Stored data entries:
□ □ □ □

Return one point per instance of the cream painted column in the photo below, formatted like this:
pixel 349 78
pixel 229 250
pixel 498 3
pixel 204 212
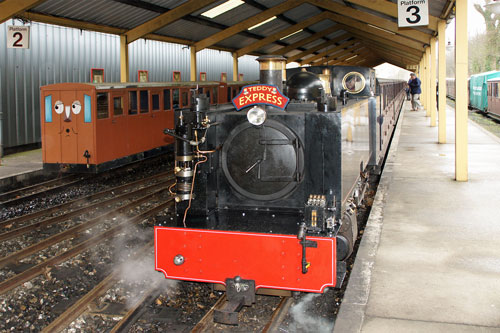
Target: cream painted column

□ □ □ □

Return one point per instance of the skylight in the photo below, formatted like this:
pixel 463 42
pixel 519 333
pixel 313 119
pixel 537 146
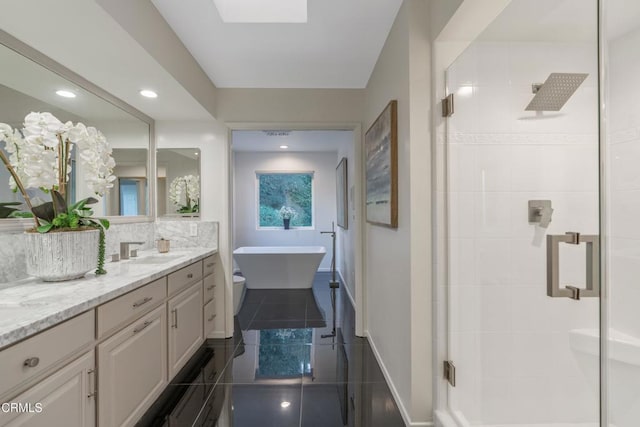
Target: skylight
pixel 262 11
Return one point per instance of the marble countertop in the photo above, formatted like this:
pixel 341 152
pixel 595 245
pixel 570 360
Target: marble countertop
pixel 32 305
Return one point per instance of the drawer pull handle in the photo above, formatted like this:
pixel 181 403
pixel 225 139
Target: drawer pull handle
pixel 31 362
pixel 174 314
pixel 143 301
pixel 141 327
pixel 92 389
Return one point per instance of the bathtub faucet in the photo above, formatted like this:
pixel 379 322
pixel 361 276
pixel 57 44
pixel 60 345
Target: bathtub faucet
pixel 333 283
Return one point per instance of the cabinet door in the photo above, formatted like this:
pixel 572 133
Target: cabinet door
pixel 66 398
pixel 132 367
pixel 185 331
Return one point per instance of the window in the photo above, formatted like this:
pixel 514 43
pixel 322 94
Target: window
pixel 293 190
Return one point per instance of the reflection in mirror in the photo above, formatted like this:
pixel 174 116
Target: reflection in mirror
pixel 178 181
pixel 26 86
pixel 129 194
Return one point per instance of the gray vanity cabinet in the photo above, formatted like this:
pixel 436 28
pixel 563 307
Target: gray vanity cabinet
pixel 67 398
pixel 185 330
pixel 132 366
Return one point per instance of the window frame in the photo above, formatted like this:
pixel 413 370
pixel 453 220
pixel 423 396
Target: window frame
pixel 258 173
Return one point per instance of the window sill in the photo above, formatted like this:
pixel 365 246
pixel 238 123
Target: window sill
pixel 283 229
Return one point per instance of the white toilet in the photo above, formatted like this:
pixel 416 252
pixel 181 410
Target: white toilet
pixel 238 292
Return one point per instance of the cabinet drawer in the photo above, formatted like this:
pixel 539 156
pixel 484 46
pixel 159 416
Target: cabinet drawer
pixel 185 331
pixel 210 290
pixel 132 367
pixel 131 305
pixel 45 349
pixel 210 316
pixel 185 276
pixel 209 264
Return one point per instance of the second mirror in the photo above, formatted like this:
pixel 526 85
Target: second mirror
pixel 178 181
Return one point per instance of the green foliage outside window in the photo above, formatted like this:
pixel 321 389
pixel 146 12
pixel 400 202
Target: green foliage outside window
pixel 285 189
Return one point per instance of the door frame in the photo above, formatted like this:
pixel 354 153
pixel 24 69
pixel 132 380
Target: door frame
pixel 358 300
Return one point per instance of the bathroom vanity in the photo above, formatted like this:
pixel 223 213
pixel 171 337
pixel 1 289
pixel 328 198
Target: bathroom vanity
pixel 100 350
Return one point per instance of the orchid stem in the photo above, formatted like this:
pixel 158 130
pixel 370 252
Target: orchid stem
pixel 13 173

□ □ □ □

> **Work to complete**
Only the lines starting at the one that includes "Return one point per instance of the cream" and ending at the one that includes "Target: cream painted column" should be retyped, exactly, from the records above; no pictures.

> **Answer to this exercise**
Return one point per instance of the cream painted column in the photo below, formatted like this:
pixel 349 78
pixel 229 250
pixel 498 3
pixel 204 212
Target: cream painted column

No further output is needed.